## TRECHO SELECIONADO
--*--
Ruby é conhecida na cidadezinha onde mora por ser a única pessoa dotada de audição dentro de uma família de surdos. Ela serve de intérprete para a mãe, o pai e o irmão, enquanto ajuda nos negócios com a pesca. Enquanto sofrem com a crise econômica, a garota sonha em se tornar cantora. Quando recebe a oportunidade de fazer o teste para uma universidade prestigiosa numa cidade distante, ela enfrenta o dilema de abandonar a família que sempre dependeu dela.

Crítica

A premissa de No Ritmo do Coração desperta atenção por si própria: Ruby (Emilia Jones) é a única pessoa capaz de escutar numa família de surdos. A mãe, o pai e o irmão dependem da ajuda da garota para efetuar a ponte com a comunidade, sofrendo com o preconceito da cidadezinha pouco acostumada a lidar com as diferenças. Por ironia do destino, a garota sonha em se tornar cantora, algo percebido pela mãe Jackie (Marlee Matlin) como uma provocação: “Se eu fosse cega, você ia querer virar pintora?”. É subentendido que a menina viverá com eles para sempre, na função de intérprete. Ora, como adquirir autonomia nestas condições? Haveria diversas maneiras de retratar a situação da estudante: pelo prisma do espetáculo, pela lamentação paternalista, pela perspectiva do sacrifício pessoal. O melhor aspecto do drama decorre da naturalidade com que a cineasta Sian Heder descreve seus personagens. O ponto de vista se insere no dia a dia destes indivíduos: a câmera se senta com eles durante as refeições, acompanhando o trabalho cotidiano no barco de pesca, os trajetos de bicicleta, os encontros no bar. O espectador é convidado a enxergá-los de igual para igual, em instantes que representam mais do que cenas de conflito concebidas para avançar a narrativa. O longa-metragem observa os Rossi por sua universalidade, ao invés de sua singularidade.

Em se tratando da adaptação de um sucesso de bilheteria francês, era de se esperar que a produção apostasse numa repetição do tom e mesmo dos erros de seu antecessor, de preferência com grandes atores nos papéis principais. O resultado poderia ser algo próximo de outros títulos inexpressivos em termos de bilheteria e ambição artística: Amigos para Sempre (2017, refilmagem de Intocáveis, 2011), Olhos da Justiça (2015, refilmagem de O Segredo dos Seus Olhos, 2009) e Oldboy: Dias de Vingança (2013, refilmagem de Oldboy, 2003). Felizmente, os produtores optam por um elenco pouco conhecido, onde os personagens surdos são interpretados por atores surdos de fato: Marlee Matlin, Troy Kotsur e Daniel Durant, cujas composições excelentes chamam atenção à quantidade de talentos dotados de alguma forma de deficiência, subaproveitados pela indústria. Evitando ampliar o teor melodramático da obra original, a cineasta o minimiza em versão íntima. Referências culturais são devidamente adaptadas: o filme norte-americano se transforma numa adaptação bem-sucedida de A Família Bélier (2014), ao invés de uma cópia em língua estrangeira. A interação entre os personagens soa plausível, pois o preconceito e as dificuldades de indivíduos surdos constituem parte mínima dos elementos que os caracterizam. Jackie, Frank e Leo possuem personalidades bem definidas para além da surdez.
--*--
## DADOS
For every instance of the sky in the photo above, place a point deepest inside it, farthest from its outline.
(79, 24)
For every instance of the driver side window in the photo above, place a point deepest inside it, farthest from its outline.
--*--
## EXERCÍCIO ESCRITO
Segundo o trecho selecionado, de qual filme francês No Ritmo do Coração é uma adaptação?

## RESPOSTA
De A Família Bélier, de 2014.